[MATERIAL FOR THIS EXERCISE]
========
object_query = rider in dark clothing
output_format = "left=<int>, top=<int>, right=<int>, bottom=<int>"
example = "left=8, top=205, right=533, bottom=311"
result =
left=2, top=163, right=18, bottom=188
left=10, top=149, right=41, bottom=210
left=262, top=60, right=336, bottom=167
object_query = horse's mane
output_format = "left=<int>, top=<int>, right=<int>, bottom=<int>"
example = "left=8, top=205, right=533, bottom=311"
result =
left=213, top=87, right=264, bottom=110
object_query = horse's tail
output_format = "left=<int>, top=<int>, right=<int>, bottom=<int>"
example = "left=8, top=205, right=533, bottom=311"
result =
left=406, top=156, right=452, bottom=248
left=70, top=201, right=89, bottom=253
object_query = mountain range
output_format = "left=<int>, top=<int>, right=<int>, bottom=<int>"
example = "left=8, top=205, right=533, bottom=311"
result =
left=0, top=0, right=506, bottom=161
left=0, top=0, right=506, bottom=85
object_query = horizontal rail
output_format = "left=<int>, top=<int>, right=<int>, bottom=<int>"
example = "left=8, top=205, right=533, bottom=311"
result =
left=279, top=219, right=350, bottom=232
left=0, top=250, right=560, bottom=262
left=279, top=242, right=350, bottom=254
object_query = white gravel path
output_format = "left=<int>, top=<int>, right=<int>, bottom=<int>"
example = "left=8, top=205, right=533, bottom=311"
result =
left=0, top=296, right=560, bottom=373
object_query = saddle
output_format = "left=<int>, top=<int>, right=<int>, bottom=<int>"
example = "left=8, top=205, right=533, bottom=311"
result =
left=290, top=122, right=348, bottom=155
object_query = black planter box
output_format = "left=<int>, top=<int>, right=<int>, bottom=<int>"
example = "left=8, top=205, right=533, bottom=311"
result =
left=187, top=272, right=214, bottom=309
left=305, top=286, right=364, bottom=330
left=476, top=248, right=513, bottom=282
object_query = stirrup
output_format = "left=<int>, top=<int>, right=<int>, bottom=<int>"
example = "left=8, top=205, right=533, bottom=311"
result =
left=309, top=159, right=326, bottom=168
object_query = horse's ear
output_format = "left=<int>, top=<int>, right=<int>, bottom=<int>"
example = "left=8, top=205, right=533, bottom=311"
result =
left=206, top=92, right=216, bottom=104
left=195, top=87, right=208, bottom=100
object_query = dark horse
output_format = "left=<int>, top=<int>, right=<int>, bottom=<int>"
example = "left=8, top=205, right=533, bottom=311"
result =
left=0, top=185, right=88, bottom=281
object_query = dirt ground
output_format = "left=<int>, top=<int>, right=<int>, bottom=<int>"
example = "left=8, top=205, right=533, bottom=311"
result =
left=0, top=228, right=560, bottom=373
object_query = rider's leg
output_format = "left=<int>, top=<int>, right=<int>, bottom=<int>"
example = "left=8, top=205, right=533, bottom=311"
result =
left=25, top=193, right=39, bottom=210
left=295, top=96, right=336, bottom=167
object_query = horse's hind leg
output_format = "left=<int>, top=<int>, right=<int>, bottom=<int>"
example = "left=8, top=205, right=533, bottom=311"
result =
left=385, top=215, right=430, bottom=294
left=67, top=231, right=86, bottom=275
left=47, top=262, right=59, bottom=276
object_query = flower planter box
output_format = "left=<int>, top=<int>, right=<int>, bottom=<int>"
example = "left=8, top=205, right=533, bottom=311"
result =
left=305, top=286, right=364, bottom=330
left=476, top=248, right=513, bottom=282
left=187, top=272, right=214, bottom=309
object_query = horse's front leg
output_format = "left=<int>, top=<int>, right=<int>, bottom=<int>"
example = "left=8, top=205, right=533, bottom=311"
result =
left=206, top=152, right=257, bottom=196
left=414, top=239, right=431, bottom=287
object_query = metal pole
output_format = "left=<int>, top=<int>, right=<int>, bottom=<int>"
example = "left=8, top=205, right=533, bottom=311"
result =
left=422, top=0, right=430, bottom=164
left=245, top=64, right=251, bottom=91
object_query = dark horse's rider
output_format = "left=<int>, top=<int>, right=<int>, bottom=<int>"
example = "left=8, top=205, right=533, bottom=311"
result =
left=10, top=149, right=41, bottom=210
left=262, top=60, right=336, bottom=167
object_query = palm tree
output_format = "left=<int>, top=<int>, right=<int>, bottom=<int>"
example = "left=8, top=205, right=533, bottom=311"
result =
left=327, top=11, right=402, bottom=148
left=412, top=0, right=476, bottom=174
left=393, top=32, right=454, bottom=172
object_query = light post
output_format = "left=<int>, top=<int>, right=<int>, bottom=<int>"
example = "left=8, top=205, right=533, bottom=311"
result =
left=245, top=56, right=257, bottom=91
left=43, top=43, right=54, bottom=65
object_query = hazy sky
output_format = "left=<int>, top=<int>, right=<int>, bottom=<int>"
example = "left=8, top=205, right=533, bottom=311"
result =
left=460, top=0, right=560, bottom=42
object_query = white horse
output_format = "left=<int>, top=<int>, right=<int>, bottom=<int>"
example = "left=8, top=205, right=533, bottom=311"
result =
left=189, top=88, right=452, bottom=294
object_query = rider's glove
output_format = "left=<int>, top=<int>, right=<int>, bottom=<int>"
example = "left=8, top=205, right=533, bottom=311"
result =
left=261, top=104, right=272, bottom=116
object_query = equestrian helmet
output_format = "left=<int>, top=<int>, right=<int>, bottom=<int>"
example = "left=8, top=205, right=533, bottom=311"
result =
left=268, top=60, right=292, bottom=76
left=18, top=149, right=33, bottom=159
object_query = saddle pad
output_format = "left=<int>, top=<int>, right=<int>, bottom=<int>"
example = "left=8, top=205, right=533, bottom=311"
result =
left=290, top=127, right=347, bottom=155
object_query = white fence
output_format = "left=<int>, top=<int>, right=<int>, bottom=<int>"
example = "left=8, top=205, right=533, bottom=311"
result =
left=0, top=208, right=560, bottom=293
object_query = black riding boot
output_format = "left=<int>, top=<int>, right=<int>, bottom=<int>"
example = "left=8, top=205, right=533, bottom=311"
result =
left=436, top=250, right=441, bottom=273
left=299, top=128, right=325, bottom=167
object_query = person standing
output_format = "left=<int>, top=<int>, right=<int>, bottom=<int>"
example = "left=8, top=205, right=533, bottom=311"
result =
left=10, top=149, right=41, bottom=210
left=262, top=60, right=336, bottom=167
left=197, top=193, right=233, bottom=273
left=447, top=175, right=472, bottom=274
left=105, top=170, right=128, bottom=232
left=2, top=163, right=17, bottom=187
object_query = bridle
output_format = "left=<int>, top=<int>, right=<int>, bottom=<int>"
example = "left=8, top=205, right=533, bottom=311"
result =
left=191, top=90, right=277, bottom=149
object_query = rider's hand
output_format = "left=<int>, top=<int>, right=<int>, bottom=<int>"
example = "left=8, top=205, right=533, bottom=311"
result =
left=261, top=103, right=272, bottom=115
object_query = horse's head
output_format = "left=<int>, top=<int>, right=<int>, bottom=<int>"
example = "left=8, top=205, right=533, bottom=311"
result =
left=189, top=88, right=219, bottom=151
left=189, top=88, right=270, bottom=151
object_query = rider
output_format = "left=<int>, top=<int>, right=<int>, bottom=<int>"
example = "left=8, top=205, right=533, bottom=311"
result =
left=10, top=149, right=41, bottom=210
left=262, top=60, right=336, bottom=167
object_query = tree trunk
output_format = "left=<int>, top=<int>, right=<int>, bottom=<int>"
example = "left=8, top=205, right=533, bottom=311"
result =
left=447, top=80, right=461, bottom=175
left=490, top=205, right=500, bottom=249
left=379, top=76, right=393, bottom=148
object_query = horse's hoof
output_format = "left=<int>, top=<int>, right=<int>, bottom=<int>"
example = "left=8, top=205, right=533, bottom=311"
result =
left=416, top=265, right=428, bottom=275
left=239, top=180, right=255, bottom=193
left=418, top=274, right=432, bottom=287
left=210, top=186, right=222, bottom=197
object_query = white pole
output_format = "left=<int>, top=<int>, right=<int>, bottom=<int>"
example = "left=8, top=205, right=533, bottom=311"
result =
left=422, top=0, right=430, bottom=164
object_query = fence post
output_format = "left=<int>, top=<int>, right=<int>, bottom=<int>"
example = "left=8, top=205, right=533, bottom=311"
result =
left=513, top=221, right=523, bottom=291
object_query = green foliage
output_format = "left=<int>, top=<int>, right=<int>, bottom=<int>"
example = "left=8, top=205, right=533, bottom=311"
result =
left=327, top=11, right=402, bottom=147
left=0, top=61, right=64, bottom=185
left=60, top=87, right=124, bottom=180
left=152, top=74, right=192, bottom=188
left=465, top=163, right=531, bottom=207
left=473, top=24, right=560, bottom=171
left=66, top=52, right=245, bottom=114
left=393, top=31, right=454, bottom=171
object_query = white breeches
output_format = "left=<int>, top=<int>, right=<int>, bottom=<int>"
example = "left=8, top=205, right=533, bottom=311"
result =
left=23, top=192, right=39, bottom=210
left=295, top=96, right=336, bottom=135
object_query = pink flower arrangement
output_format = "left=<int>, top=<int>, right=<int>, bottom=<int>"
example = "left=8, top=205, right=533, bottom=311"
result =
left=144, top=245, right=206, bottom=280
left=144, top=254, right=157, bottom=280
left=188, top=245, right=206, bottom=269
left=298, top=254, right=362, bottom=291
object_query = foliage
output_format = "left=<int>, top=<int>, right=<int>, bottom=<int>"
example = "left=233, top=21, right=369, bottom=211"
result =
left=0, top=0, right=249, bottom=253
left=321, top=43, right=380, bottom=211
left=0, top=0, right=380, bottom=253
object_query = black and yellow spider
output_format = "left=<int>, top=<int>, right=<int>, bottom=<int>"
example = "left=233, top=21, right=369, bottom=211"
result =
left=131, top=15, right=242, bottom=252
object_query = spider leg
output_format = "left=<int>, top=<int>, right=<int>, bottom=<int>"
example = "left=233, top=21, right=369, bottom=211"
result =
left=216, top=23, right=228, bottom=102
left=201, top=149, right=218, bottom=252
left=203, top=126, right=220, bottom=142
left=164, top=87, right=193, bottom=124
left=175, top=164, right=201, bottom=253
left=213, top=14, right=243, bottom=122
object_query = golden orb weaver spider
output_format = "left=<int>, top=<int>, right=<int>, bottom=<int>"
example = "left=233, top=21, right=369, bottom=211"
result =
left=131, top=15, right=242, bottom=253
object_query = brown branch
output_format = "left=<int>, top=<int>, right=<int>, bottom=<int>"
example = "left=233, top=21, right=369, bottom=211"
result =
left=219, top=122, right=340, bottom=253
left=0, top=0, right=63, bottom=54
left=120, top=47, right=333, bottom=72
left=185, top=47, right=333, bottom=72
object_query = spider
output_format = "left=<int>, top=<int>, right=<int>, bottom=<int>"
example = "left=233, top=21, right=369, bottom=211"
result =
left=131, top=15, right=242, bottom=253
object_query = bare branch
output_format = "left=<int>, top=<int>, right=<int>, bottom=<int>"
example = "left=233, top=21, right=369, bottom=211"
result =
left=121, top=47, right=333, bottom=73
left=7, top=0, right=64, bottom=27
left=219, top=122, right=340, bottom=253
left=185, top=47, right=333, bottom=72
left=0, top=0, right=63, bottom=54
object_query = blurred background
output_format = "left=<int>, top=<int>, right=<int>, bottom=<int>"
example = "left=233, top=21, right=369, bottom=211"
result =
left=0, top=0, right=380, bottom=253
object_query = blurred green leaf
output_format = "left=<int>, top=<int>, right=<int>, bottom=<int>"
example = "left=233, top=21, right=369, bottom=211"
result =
========
[WRITTEN REQUEST] Copy the rows above word for word, from the line with "object_query = rider's glove" through the line with "left=189, top=88, right=270, bottom=151", both ends included.

[THE RESPONSE]
object_query = rider's glove
output_format = "left=<int>, top=<int>, right=<int>, bottom=<int>"
example = "left=8, top=205, right=533, bottom=311"
result =
left=261, top=104, right=272, bottom=116
object_query = equestrian helmet
output_format = "left=<int>, top=<int>, right=<int>, bottom=<int>"
example = "left=8, top=205, right=533, bottom=311"
result =
left=268, top=60, right=292, bottom=76
left=18, top=149, right=33, bottom=159
object_query = saddle pad
output_format = "left=<int>, top=<int>, right=<int>, bottom=<int>"
example = "left=8, top=205, right=533, bottom=311"
result =
left=290, top=127, right=347, bottom=155
object_query = white fence
output_format = "left=<int>, top=<int>, right=<int>, bottom=<int>"
example = "left=8, top=205, right=533, bottom=311"
result =
left=0, top=208, right=560, bottom=293
object_query = black riding boot
output_format = "left=<int>, top=<int>, right=<int>, bottom=<int>"
example = "left=8, top=205, right=533, bottom=311"
result =
left=436, top=250, right=441, bottom=273
left=299, top=128, right=325, bottom=167
object_query = person standing
output_format = "left=<int>, top=<int>, right=<int>, bottom=<int>"
example = "left=8, top=205, right=533, bottom=311"
result =
left=10, top=149, right=41, bottom=210
left=262, top=60, right=336, bottom=167
left=197, top=193, right=233, bottom=273
left=447, top=175, right=472, bottom=274
left=105, top=170, right=128, bottom=232
left=2, top=163, right=17, bottom=187
object_query = bridle
output_format = "left=<int>, top=<int>, right=<int>, bottom=<int>"
example = "left=8, top=205, right=533, bottom=311"
result =
left=191, top=90, right=277, bottom=149
object_query = rider's hand
output_format = "left=<int>, top=<int>, right=<int>, bottom=<int>"
example = "left=8, top=205, right=533, bottom=311"
result =
left=261, top=103, right=272, bottom=115
object_query = horse's head
output_format = "left=<int>, top=<int>, right=<int>, bottom=<int>"
example = "left=8, top=205, right=533, bottom=311"
result =
left=189, top=88, right=219, bottom=151
left=189, top=88, right=270, bottom=151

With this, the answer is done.